• [Your goal]:
Which lines of the listing below contain the string "green"? Copy each of those lines in full. Uppercase and lowercase count as different letters.

• [Stored rows]:
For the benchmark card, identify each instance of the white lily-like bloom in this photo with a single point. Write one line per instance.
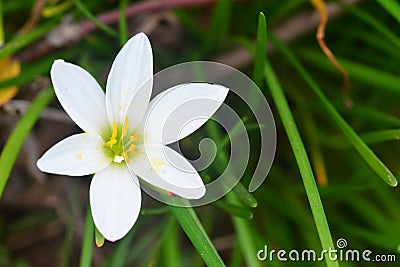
(121, 129)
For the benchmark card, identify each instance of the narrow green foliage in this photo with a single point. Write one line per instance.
(380, 136)
(1, 24)
(171, 249)
(28, 73)
(92, 18)
(261, 50)
(87, 242)
(302, 160)
(235, 210)
(392, 7)
(244, 195)
(364, 74)
(365, 152)
(219, 26)
(193, 228)
(21, 41)
(18, 135)
(123, 28)
(375, 24)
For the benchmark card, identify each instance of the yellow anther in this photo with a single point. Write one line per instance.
(132, 149)
(125, 129)
(125, 157)
(135, 137)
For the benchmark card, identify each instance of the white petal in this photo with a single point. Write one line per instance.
(77, 155)
(163, 167)
(181, 110)
(80, 95)
(132, 69)
(115, 201)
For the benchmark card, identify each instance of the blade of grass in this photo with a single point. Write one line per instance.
(92, 18)
(380, 136)
(239, 192)
(1, 24)
(302, 160)
(365, 152)
(374, 23)
(18, 135)
(392, 7)
(261, 50)
(363, 73)
(87, 242)
(23, 40)
(234, 210)
(28, 73)
(171, 248)
(193, 228)
(219, 25)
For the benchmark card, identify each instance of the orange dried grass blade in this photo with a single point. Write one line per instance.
(320, 6)
(8, 69)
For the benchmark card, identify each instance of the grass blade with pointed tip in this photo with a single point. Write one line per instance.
(302, 160)
(365, 152)
(14, 143)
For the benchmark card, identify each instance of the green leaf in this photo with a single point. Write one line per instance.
(380, 136)
(302, 160)
(87, 243)
(392, 7)
(261, 50)
(219, 25)
(365, 152)
(123, 28)
(21, 41)
(193, 228)
(235, 210)
(365, 74)
(18, 135)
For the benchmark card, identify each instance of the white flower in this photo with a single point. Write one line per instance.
(122, 128)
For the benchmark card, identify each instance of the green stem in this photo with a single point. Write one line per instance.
(18, 135)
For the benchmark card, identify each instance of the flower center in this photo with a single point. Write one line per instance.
(119, 147)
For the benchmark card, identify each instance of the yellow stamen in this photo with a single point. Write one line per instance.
(113, 139)
(135, 137)
(132, 149)
(125, 129)
(125, 157)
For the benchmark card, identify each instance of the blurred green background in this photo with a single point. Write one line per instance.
(351, 136)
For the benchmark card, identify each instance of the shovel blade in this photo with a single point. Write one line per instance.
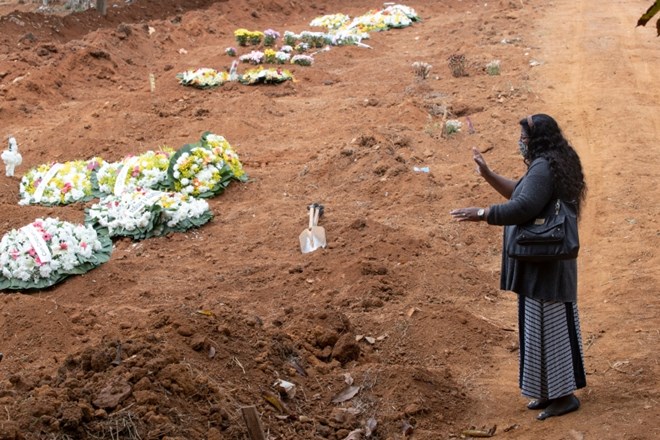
(312, 239)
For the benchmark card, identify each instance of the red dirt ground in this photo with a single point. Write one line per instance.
(347, 133)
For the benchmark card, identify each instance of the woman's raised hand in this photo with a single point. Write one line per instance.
(482, 167)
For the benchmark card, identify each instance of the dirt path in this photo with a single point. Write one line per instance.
(397, 267)
(597, 78)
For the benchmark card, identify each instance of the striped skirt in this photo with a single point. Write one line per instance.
(551, 363)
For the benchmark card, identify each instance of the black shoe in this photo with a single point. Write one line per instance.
(539, 404)
(560, 406)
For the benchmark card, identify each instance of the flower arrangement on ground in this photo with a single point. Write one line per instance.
(393, 16)
(301, 47)
(348, 37)
(332, 21)
(148, 170)
(47, 251)
(265, 76)
(219, 145)
(202, 78)
(302, 60)
(59, 183)
(254, 57)
(198, 171)
(145, 213)
(270, 37)
(275, 57)
(245, 37)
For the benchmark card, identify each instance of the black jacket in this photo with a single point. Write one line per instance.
(554, 281)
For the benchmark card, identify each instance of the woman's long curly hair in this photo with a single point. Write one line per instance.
(547, 141)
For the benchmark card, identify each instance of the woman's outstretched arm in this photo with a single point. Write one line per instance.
(501, 184)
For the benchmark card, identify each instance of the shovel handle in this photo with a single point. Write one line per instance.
(312, 214)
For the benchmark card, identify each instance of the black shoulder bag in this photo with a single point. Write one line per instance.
(553, 237)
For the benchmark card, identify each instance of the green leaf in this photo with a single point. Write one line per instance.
(654, 9)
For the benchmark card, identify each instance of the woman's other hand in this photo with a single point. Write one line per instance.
(482, 167)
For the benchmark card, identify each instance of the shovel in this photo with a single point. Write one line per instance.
(313, 237)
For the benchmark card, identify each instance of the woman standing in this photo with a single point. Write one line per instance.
(551, 363)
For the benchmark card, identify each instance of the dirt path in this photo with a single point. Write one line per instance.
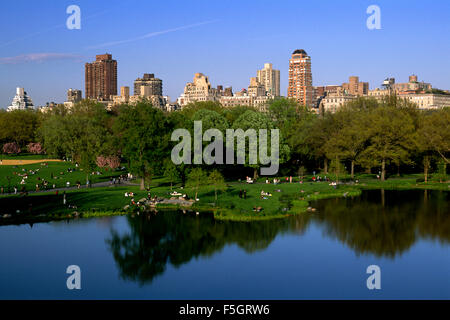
(25, 162)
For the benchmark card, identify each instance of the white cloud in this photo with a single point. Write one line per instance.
(39, 57)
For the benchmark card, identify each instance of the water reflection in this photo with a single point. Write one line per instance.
(380, 223)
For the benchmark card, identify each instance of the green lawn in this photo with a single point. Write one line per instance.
(286, 198)
(24, 156)
(54, 172)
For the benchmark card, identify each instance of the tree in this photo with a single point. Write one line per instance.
(35, 148)
(257, 121)
(171, 172)
(142, 133)
(216, 179)
(113, 162)
(391, 133)
(102, 161)
(434, 133)
(11, 148)
(19, 126)
(197, 178)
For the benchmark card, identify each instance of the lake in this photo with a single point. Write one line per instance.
(176, 255)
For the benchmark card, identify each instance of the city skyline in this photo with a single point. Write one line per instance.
(177, 54)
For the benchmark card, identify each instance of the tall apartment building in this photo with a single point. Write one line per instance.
(256, 89)
(74, 95)
(270, 78)
(101, 78)
(153, 85)
(198, 90)
(355, 87)
(300, 78)
(412, 85)
(21, 101)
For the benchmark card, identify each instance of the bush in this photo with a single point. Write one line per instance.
(11, 148)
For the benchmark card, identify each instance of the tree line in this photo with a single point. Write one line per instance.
(364, 135)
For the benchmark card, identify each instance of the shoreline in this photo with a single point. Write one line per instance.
(297, 205)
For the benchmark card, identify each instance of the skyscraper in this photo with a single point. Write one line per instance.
(21, 101)
(74, 95)
(153, 86)
(270, 78)
(101, 78)
(300, 78)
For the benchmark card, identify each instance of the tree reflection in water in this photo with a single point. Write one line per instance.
(387, 223)
(366, 224)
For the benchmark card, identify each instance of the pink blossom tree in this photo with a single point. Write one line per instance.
(113, 162)
(35, 148)
(11, 148)
(102, 161)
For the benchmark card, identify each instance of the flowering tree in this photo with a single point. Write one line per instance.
(102, 161)
(113, 162)
(35, 148)
(11, 148)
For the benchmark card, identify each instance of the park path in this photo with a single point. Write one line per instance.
(25, 162)
(93, 186)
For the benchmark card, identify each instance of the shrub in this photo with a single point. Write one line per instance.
(11, 148)
(35, 148)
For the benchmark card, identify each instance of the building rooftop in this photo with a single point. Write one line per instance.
(300, 51)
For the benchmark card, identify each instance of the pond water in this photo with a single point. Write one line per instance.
(171, 255)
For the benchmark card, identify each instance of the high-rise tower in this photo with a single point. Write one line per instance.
(101, 78)
(270, 79)
(300, 78)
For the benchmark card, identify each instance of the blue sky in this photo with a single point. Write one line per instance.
(226, 40)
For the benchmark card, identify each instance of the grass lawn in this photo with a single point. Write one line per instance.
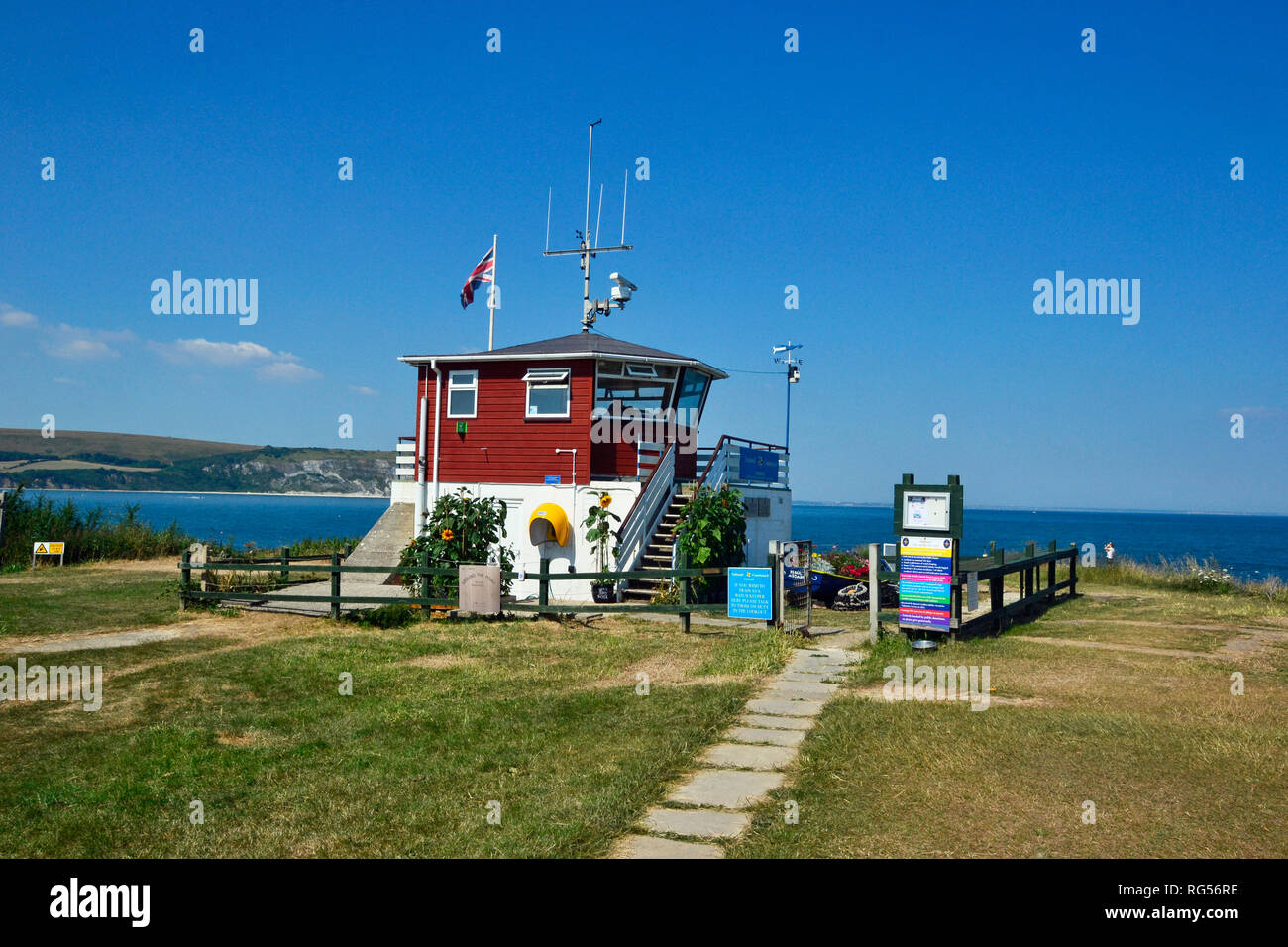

• [Exercise response]:
For the benchmark card, identify each instance of the narrow green foliage in this photo with a single point. Write one line per instance.
For the benchmark card, identify each instance of the green leaf in this photo with a single point. Write one line per instance.
For the benchmark card, identify each instance of the green stem in this photo with a single point. Write one line per instance.
For the benchmark card, identify each instance of the blurred green background in this photo with a single point. Write one line per instance.
For the benchmark card, identify each instance of the green leaf in this photo with a single point. Write one line per instance.
For the benchmark card, identify each instance of the green lawn in this photo with a single point. Write one line per instance.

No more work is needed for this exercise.